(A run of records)
•••••
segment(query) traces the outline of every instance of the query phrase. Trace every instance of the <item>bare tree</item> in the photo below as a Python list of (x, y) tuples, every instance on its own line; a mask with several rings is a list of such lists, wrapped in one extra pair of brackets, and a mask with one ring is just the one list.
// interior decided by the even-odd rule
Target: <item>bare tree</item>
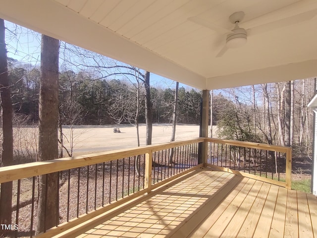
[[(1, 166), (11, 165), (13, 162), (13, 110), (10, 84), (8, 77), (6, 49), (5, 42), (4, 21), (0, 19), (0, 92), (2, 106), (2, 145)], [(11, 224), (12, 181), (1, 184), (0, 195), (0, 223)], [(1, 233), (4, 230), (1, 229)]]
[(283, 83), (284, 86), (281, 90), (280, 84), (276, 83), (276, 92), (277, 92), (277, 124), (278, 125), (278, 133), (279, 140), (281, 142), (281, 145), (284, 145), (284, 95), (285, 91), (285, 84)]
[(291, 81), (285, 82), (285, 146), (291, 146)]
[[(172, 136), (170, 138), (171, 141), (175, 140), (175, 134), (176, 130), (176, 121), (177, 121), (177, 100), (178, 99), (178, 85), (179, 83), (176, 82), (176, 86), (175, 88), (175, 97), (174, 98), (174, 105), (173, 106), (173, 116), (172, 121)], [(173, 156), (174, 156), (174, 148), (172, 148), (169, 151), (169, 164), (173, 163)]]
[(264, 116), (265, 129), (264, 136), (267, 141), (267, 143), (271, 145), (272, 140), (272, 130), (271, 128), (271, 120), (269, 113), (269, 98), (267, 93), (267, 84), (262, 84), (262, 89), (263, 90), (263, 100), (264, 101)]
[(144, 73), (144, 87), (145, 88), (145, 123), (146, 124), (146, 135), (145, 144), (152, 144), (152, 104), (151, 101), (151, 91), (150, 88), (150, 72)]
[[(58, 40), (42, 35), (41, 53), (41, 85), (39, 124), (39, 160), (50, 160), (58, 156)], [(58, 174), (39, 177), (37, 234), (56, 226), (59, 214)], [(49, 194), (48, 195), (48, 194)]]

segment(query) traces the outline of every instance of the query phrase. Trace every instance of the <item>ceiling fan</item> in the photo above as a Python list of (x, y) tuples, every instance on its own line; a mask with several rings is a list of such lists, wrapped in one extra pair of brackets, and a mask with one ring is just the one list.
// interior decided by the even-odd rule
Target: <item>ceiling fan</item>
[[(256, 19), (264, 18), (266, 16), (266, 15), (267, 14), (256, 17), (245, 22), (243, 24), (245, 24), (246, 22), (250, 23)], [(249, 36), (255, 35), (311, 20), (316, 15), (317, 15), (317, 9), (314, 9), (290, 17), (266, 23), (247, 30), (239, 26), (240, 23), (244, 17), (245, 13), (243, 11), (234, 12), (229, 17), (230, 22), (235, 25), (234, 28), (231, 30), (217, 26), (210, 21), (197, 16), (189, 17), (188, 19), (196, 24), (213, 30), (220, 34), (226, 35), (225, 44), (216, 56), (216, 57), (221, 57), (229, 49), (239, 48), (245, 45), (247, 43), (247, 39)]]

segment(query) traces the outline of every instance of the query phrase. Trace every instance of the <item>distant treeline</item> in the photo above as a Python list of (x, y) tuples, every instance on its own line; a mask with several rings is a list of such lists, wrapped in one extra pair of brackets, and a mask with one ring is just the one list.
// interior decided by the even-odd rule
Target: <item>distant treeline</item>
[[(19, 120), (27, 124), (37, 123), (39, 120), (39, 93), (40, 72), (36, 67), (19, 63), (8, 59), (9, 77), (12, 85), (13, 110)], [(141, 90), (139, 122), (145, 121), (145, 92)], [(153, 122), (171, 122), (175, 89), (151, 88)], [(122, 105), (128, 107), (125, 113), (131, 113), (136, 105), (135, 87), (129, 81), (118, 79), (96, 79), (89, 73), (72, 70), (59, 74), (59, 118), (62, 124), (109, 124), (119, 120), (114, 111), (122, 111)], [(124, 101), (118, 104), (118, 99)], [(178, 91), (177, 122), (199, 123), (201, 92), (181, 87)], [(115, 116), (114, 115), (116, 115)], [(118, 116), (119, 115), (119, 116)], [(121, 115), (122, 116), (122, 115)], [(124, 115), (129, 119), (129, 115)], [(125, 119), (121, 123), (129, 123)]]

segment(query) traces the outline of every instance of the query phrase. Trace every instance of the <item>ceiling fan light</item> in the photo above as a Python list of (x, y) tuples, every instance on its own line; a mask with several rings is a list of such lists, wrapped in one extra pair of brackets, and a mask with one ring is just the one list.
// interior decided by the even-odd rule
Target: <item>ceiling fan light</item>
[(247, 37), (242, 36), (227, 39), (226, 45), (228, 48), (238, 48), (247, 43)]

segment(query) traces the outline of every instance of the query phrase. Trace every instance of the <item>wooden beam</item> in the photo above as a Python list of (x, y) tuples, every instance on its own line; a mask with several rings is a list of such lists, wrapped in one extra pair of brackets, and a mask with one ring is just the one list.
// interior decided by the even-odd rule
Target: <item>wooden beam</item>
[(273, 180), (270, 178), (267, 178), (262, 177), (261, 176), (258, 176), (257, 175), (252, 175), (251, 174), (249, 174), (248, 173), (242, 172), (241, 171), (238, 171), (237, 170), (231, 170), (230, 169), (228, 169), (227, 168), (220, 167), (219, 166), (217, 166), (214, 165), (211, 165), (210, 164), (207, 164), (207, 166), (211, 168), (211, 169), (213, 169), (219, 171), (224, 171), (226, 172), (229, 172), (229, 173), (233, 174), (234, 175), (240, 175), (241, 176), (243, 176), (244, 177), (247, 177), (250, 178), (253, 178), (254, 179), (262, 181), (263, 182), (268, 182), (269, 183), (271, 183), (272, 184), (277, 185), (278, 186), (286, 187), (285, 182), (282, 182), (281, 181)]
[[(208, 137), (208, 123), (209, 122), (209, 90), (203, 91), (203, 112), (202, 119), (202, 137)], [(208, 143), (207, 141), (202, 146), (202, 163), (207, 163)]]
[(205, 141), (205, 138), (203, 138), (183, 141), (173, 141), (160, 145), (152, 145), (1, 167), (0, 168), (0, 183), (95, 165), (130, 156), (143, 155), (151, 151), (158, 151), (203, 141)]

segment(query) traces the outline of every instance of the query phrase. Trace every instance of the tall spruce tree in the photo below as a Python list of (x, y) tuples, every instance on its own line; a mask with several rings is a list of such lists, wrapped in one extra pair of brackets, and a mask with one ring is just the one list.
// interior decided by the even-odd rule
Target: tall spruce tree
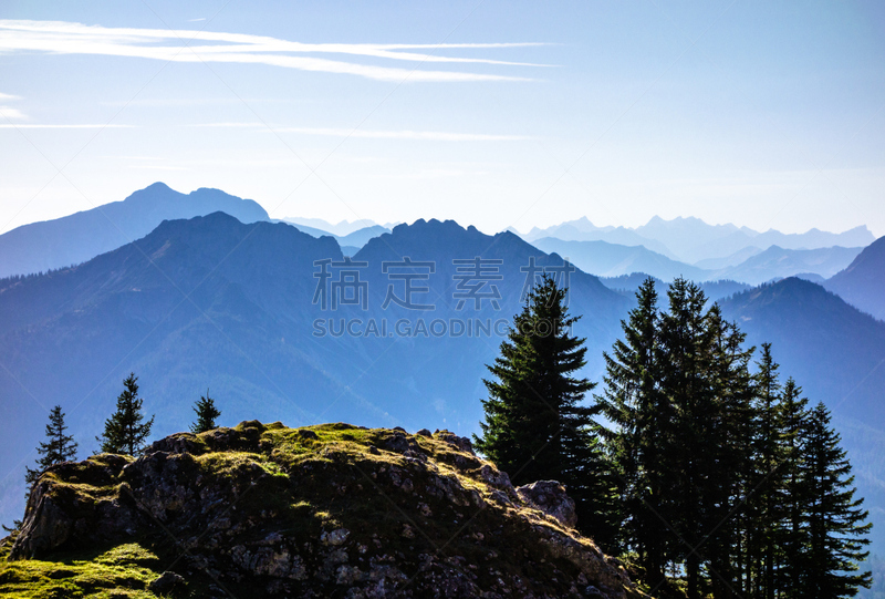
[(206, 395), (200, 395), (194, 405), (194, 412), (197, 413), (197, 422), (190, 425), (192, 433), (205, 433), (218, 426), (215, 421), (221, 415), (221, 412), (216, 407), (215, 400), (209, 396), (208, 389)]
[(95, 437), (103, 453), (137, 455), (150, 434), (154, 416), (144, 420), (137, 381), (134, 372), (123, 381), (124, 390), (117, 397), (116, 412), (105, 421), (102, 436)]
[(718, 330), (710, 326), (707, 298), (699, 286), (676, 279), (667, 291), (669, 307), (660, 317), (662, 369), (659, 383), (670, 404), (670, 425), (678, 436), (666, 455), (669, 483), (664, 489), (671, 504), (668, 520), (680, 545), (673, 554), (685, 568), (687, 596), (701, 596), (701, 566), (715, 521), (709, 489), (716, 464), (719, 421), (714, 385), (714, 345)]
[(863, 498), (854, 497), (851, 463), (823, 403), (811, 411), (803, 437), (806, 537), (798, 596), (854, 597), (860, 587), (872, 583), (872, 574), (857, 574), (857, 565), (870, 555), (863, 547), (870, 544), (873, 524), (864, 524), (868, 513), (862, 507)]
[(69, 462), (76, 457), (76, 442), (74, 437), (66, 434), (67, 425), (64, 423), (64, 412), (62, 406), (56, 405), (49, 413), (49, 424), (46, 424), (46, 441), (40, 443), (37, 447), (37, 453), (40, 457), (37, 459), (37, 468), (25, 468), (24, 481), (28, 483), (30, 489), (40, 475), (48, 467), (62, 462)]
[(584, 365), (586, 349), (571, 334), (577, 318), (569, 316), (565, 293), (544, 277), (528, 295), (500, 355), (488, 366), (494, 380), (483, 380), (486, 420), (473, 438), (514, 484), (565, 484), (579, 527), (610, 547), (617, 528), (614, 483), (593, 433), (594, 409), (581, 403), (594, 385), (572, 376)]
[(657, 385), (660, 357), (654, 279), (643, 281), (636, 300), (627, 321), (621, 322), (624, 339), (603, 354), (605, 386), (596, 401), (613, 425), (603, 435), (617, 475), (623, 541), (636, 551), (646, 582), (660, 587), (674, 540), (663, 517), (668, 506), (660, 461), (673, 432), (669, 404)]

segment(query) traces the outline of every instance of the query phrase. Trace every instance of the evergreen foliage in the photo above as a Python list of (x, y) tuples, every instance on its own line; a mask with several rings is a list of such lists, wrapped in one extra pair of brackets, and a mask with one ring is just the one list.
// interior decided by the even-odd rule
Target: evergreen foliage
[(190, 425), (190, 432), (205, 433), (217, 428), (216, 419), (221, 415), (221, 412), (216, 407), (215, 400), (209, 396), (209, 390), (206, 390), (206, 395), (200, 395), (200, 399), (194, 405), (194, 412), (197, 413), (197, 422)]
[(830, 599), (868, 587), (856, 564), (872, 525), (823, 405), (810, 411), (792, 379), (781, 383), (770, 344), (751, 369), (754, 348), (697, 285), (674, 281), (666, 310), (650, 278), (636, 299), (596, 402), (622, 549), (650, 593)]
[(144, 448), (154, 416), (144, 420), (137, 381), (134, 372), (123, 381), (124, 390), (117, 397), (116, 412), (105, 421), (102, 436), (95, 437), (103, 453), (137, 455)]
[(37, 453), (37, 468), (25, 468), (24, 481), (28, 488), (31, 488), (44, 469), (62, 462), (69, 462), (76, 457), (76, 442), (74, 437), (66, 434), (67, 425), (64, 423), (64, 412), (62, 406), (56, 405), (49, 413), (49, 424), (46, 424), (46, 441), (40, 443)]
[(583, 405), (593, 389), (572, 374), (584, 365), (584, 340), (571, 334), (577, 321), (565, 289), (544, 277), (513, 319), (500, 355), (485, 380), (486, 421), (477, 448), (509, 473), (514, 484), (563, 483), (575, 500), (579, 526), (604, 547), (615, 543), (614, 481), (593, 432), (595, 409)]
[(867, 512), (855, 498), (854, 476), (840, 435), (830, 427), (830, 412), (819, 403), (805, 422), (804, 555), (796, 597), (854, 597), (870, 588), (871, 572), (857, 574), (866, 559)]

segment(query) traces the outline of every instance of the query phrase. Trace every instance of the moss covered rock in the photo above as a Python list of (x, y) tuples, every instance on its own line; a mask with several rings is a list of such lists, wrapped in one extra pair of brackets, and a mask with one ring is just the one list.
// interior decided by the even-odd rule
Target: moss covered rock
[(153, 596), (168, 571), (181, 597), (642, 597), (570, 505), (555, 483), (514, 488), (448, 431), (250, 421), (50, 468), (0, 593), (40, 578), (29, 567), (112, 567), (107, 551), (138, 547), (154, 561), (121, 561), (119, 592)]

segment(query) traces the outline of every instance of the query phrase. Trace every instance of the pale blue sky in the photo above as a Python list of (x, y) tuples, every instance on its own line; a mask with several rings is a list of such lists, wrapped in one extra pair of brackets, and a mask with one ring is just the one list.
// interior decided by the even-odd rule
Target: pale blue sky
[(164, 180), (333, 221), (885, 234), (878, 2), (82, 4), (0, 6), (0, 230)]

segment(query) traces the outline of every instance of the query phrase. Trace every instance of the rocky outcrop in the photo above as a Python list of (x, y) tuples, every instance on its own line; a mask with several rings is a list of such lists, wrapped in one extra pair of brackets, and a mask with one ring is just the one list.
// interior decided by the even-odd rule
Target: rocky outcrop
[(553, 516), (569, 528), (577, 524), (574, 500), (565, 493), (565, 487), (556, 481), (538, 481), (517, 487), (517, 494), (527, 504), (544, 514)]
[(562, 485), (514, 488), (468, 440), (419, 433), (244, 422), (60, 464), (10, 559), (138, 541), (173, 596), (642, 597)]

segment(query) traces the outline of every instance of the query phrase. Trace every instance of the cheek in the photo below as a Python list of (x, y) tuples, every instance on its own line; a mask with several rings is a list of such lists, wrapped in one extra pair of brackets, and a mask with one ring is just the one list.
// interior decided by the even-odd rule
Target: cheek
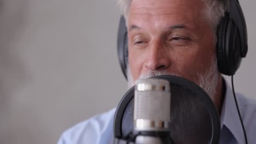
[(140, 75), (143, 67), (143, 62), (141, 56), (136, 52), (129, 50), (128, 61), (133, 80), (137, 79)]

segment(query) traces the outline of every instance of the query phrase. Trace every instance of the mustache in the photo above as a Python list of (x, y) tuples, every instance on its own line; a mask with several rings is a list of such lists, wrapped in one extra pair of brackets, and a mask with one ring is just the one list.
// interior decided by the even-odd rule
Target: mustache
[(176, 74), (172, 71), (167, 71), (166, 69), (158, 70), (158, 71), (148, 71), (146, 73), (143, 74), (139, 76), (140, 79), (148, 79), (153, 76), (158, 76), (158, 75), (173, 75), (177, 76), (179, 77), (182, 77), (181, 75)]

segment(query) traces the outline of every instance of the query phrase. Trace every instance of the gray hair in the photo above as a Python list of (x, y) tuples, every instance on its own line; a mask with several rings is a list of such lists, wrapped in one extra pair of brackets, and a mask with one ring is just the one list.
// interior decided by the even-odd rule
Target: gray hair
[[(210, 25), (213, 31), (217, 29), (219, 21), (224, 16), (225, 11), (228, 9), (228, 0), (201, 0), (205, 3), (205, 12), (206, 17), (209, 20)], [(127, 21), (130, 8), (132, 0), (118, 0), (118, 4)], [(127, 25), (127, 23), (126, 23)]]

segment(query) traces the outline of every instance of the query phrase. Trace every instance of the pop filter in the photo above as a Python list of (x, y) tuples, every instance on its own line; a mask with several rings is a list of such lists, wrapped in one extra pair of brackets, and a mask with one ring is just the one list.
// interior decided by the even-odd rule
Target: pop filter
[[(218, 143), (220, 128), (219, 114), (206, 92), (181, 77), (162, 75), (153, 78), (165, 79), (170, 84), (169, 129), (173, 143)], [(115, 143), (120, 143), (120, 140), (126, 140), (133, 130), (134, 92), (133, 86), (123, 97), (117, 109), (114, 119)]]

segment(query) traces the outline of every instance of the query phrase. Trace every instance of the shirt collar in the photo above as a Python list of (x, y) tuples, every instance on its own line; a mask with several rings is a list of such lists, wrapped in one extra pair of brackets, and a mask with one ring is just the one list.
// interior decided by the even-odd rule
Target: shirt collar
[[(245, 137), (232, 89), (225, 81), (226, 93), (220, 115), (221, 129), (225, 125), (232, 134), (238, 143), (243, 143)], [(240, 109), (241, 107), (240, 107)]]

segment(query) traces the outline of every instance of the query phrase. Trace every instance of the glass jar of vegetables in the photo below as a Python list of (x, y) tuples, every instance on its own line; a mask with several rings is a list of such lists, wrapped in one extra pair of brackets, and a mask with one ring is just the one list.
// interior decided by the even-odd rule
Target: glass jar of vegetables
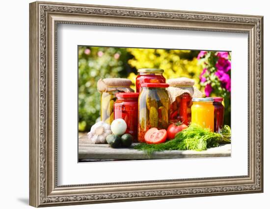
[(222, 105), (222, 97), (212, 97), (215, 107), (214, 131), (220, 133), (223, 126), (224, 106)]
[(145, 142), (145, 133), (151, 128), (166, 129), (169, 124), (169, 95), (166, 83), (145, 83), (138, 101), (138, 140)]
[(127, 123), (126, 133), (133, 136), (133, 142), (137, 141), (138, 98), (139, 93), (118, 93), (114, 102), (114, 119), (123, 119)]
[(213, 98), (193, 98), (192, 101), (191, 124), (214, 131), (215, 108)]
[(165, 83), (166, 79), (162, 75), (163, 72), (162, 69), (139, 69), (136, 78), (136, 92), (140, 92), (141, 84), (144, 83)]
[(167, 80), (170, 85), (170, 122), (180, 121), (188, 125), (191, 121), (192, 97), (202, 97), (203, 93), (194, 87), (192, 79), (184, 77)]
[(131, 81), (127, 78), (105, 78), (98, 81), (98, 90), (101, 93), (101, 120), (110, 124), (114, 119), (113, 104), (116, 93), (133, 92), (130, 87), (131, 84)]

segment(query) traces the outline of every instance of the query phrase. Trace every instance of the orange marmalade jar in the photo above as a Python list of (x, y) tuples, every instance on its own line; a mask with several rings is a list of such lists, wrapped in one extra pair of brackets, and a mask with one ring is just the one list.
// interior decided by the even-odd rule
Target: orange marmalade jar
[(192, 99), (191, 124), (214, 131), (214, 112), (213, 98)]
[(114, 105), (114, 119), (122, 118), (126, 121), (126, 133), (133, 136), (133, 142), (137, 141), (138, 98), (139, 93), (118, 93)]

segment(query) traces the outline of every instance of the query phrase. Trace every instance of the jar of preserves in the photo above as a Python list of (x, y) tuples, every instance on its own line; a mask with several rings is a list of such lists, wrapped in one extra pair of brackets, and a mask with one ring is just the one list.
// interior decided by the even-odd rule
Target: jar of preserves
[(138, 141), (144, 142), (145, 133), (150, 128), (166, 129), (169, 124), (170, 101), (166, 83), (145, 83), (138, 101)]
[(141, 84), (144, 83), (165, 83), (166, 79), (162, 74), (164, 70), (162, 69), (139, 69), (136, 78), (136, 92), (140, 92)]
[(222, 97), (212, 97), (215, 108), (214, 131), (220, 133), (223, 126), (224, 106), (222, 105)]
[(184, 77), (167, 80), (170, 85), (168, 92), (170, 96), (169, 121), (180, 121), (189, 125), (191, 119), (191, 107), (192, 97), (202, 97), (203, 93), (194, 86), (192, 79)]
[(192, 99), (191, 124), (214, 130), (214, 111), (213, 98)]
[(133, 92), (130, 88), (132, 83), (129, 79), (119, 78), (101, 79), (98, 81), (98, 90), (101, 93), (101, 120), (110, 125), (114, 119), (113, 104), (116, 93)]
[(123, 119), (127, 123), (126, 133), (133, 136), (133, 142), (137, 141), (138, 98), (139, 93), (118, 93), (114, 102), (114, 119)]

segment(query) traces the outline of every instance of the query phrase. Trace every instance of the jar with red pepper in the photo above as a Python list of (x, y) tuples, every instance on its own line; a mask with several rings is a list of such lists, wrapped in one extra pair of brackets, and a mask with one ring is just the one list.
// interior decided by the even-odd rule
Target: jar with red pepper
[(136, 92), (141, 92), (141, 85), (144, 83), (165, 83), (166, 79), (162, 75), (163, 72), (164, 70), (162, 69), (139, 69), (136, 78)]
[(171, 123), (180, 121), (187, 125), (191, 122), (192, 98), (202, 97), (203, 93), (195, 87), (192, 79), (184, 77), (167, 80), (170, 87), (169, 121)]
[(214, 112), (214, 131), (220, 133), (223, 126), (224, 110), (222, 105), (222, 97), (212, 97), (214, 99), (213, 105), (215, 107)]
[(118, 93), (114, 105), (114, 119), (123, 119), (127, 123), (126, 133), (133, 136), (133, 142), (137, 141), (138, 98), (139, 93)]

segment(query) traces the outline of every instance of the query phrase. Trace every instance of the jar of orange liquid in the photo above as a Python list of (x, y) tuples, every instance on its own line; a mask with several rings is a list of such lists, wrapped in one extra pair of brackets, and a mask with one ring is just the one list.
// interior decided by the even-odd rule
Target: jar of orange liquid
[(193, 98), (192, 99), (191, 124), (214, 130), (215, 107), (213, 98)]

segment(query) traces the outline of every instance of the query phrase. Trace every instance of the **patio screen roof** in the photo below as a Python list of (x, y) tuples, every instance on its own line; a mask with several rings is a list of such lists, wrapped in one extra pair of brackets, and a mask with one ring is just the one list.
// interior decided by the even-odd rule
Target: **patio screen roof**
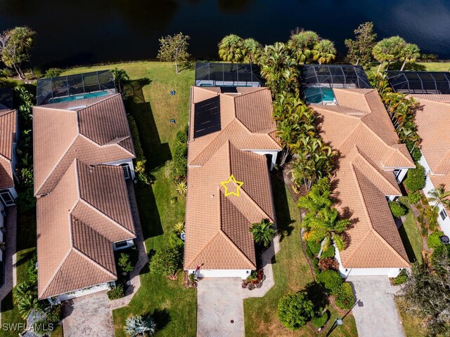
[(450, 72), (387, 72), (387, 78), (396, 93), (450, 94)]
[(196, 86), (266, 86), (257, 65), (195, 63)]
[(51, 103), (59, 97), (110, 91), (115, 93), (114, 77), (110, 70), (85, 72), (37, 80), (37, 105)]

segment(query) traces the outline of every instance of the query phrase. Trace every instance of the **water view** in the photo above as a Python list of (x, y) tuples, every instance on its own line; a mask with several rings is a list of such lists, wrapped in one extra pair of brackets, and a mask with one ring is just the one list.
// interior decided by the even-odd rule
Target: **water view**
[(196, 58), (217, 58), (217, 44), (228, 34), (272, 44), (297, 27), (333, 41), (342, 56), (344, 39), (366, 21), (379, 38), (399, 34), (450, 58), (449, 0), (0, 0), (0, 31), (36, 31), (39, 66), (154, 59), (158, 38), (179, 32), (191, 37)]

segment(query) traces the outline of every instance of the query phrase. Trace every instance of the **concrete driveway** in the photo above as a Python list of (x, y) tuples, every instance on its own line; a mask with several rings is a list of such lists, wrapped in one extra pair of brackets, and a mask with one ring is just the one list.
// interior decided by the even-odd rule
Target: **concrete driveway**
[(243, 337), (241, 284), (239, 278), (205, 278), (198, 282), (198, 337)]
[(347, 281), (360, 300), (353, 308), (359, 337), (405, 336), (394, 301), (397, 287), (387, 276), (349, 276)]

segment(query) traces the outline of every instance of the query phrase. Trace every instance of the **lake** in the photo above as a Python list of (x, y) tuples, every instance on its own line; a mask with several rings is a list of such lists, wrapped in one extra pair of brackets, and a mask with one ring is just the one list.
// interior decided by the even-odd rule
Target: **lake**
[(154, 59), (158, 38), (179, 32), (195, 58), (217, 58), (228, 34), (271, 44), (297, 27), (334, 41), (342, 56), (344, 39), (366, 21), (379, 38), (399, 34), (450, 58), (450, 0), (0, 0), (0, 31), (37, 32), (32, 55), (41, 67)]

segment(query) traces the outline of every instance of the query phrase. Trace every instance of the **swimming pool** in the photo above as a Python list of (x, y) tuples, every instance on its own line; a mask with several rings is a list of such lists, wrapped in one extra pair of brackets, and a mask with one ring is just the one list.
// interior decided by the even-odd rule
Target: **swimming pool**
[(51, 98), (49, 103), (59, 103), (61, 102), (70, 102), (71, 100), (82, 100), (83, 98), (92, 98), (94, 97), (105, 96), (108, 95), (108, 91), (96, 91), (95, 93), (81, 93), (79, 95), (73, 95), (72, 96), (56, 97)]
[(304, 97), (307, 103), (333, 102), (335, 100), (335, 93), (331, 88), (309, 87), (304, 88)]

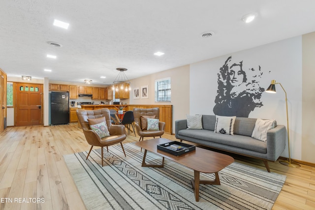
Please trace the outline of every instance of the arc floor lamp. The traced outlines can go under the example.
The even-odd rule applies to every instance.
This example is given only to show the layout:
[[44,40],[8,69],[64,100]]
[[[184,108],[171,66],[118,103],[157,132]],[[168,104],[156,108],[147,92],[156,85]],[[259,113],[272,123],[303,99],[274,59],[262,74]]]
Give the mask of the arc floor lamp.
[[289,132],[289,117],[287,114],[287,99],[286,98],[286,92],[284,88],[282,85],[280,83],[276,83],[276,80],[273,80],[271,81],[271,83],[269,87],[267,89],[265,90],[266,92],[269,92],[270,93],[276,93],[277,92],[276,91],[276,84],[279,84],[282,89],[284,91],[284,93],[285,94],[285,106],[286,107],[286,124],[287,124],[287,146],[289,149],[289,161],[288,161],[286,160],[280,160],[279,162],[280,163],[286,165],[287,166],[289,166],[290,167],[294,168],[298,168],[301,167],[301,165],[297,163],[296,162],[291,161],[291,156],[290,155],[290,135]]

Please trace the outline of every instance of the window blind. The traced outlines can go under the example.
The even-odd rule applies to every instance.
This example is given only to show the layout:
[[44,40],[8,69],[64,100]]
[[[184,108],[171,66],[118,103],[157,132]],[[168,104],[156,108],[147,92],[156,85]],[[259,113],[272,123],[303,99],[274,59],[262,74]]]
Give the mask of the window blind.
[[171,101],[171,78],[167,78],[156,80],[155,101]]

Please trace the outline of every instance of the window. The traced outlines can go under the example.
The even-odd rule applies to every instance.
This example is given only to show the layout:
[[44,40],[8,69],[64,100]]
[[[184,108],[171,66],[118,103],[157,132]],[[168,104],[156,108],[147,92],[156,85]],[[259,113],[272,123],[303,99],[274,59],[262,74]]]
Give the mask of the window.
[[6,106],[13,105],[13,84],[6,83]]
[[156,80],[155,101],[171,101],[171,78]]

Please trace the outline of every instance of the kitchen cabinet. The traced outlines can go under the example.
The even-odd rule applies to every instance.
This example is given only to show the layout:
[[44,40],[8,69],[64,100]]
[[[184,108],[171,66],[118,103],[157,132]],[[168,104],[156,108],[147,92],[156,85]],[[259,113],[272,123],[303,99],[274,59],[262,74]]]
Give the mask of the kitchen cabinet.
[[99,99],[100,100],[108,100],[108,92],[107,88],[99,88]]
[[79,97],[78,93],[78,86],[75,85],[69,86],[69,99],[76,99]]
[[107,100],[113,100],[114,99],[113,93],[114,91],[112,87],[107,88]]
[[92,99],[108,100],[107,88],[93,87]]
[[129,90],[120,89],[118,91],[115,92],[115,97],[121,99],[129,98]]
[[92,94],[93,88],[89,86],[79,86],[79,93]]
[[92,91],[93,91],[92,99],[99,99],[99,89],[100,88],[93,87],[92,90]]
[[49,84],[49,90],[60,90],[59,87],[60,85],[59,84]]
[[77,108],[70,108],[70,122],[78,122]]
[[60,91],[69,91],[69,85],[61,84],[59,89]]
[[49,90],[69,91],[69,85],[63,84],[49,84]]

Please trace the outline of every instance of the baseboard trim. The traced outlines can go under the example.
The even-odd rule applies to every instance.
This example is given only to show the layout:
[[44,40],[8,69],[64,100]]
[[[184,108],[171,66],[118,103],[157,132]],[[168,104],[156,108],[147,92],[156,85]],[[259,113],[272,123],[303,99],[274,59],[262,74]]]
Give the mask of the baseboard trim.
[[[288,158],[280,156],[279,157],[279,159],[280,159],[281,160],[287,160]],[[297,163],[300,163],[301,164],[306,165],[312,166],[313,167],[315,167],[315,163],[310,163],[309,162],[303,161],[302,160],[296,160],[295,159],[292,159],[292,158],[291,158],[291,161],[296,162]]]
•••••
### PROBLEM DESCRIPTION
State how many lines of the entries above contain the string "floor", treating uppercase and lowercase as different. Reply with the number alone.

### SOLUTION TO THIS TASK
2